Give every line of the material again, exactly as written.

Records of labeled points
───
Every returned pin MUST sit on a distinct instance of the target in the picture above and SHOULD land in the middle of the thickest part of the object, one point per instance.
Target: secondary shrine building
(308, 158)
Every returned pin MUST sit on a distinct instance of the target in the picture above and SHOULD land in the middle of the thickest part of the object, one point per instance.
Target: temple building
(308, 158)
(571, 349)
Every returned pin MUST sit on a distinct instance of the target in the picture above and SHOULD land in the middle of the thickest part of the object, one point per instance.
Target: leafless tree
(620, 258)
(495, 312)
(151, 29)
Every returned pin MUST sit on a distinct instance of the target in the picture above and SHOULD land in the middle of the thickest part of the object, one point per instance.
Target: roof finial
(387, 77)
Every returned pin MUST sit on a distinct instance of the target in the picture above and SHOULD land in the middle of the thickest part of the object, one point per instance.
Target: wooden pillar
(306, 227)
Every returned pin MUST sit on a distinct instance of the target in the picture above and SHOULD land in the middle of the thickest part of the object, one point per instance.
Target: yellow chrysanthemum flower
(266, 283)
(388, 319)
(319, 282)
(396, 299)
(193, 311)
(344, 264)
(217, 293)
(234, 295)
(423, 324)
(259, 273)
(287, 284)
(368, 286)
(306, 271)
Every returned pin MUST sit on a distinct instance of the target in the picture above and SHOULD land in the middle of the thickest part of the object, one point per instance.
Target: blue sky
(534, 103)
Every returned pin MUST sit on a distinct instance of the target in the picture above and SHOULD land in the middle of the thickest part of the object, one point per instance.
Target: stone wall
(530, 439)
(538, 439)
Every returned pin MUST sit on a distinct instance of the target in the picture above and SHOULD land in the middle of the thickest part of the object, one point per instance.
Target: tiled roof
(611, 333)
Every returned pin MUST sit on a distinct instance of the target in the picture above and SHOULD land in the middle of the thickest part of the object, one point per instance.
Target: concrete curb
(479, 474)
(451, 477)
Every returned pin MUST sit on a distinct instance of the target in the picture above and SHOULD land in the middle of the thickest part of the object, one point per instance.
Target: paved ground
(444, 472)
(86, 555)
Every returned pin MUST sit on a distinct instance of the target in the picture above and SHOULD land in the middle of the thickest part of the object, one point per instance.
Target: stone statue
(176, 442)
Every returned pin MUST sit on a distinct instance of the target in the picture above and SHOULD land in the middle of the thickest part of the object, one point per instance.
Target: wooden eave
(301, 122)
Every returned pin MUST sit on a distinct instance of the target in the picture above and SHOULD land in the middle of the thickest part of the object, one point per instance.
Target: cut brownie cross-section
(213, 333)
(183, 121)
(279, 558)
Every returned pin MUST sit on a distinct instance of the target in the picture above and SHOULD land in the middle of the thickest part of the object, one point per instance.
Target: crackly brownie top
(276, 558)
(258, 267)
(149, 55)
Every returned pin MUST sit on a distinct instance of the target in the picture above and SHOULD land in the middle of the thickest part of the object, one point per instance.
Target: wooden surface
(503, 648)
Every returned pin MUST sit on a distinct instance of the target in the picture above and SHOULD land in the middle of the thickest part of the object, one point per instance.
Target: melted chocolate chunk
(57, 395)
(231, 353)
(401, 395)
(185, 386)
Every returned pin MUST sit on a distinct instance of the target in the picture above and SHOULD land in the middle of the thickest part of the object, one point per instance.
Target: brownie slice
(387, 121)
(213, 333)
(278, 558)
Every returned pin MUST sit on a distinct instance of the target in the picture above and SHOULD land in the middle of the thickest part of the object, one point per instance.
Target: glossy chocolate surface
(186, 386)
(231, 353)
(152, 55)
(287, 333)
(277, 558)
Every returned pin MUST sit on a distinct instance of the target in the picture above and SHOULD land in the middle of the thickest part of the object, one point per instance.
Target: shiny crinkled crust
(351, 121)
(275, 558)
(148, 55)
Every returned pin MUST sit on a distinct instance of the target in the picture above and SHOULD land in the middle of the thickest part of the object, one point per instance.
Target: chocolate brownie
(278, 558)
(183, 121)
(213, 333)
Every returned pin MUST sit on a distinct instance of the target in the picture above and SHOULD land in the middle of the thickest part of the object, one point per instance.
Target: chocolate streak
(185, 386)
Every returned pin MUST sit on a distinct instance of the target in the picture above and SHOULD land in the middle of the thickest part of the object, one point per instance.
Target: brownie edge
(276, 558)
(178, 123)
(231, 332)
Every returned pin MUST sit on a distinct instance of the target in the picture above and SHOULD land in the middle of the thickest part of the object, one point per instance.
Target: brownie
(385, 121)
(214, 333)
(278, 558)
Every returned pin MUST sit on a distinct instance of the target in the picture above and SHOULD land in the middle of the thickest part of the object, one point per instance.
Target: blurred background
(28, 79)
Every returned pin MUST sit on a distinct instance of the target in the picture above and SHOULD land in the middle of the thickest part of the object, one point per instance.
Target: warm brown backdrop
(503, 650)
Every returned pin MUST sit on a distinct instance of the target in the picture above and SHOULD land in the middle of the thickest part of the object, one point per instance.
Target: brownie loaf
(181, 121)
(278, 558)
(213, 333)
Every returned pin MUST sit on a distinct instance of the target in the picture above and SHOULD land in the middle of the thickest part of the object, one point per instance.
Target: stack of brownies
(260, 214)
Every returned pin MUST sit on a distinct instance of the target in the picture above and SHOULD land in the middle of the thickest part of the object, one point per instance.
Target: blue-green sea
───
ANSWER TO THIS TASK =
Every returned pin MUST sit on a distinct instance of the target in the picture above and SHOULD land in the middle of the thickest part of the object, one point per instance.
Target: secondary shrine building
(308, 158)
Every returned pin MUST sit on a distinct instance of the target in the picture above and SHOULD land in the middle of the thickest part of the object, one point per instance.
Target: temple building
(308, 158)
(571, 349)
Every returned pin MUST sit on a distinct instance of the target in the picture above and SHOULD land in the middle of the thickest part of the object, one point per instance.
Target: leafless tree
(620, 258)
(495, 312)
(151, 29)
Every returned pin MUST sit on a distinct instance of the target in the picture above and SHOULD land in the middle of the thickest part of the object, one point per instance.
Target: roof finial
(387, 77)
Every returned pin MUST sit on a distinct instance of the target in the picture above and SHOULD land in the middle of the thickest part of the object, one point per instance.
Target: wooden pillar
(306, 227)
Every returned pin MUST sit on a distinct instance of the target in the picture above and SHOULD land in the middle of the thickest part of the object, one point per instance.
Target: yellow chrysanthemum flower
(266, 283)
(388, 319)
(319, 282)
(396, 299)
(193, 311)
(344, 264)
(217, 293)
(234, 295)
(423, 324)
(259, 273)
(287, 284)
(368, 286)
(306, 271)
Every returned pin MUST sit on a distinct instance of the target in the picture above and SHOULD land in the middle of the thickest part of the object, one point per instance.
Target: blue sky
(534, 103)
Every returned pin MUST sit on a distinct instance of the target in the picture above and SHOULD land in the middle of the thickest part of the object, one point per instance.
Target: stone wall
(530, 439)
(538, 439)
Every returned pin MUST sit on a distinct instance of the target in the picture above and SHOULD land in the middle of the thickest part of the object, one point per instance.
Target: tiled roof
(611, 333)
Every returned pin MUST sit on a distinct instance of the target in the picture above and SHOULD land in the middle of the thickest part of the object, one point per instance.
Target: concrete curb
(479, 474)
(451, 477)
Every returned pin MUST sit on a distinct instance of the target in the picture above and SHOULD land in the middle of the thickest part of the object, one point per instance.
Target: paved ground
(444, 472)
(86, 555)
Every returned pin MUST sit on a distinct instance of the target in the picture above and SHOULD land in the middle of the thickest part of the object, one point per instance.
Target: stone statue
(176, 442)
Every returned pin MUST sit on a distinct instance of the target in the picture above and SHOULD land in the middle of the thickest part of the object, one point per instance.
Target: wooden eave
(301, 122)
Every returned pin MUST sit on a distinct instance of the target in the picture above and SHOULD land in the middle of the thickest part of the object, one point per instance.
Target: cut brownie cross-section
(213, 333)
(183, 121)
(279, 558)
Every returned pin MUST sit on a distinct instance of the target in the picture above and SHOULD land in the middle of the thickest part of the object, one point per instance.
Target: crackly brownie top
(276, 558)
(258, 267)
(149, 55)
Every returned pin MUST sit on a distinct instance of the target in the picture above and SHOULD land in the middle of the thickest part of the object, one point per instance.
Target: wooden surface
(503, 648)
Every returned pin MUST sit on a distinct instance of the target in the picture above and SHOULD land in the middle of the thickest part of the object, one point per instance.
Target: melted chocolate chunk
(57, 395)
(231, 353)
(401, 395)
(185, 386)
Every returned pin MUST sit on a distinct instance of the target in the picture above and SHOULD land in the middle of the thickest part of the object, one point per instance.
Target: brownie slice
(387, 121)
(213, 333)
(278, 558)
Every returned pin MUST sit on a distinct instance of the target in the picture above and SHOULD land in the middle of the thickest part of the object, one point per instance.
Target: glossy chocolate surface
(186, 386)
(231, 353)
(152, 55)
(287, 333)
(277, 558)
Every returned pin MUST sit on a distinct instance of the target in the picture above and SHOULD land in the middle of the thickest part of the object, one point per instance.
Target: shiny crinkled crust
(351, 121)
(275, 558)
(148, 55)
Every returned pin MUST sit on a distinct instance of the target in the picture above and SHOULD land in the middle of the thickest part of the object, one point per instance.
Target: chocolate brownie
(278, 558)
(183, 121)
(213, 333)
Every returned pin MUST sit on a distinct instance of the target in the picture above and SHOULD land in the middle of the thickest part of the object, one point per instance.
Target: chocolate streak
(185, 386)
Every returned pin MUST sit on a distinct instance of the target in the picture above and SHOULD land in the middle of the thickest part of the object, one point per instance.
Target: brownie edge
(276, 558)
(178, 123)
(231, 332)
Every returned pin MUST sit on a distinct instance of the target in the picture above and SHOULD land in the middle of the thickest part of the object, one point per instance.
Target: brownie
(385, 121)
(214, 333)
(278, 558)
Every returned pin MUST sit on a distinct instance of the target in the picture above and SHOULD land in the middle of the thickest part of the object, one point per instance.
Target: blurred background
(28, 79)
Every returned pin MUST sit on a distinct instance of the target in the picture above and SHOULD land in the middle of the thickest part of the object, one point per instance.
Target: warm brown backdrop
(503, 650)
Every returned pin MUST sit on a distinct instance of the target in the picture above and SHOULD land in the middle of the thickest part of the object, one point per instance.
Target: brownie loaf
(181, 121)
(278, 558)
(213, 333)
Every returned pin MUST sit on a distinct instance of the target in the picture above and SHOULD land in the middle of the thickest part of the object, one point per instance.
Target: stack of brownies
(260, 214)
Every returned pin MUST sit on a distinct instance of the target in the picture above and SHOULD land in the middle of the thickest part of the object, one point per instance.
Target: blue-green sea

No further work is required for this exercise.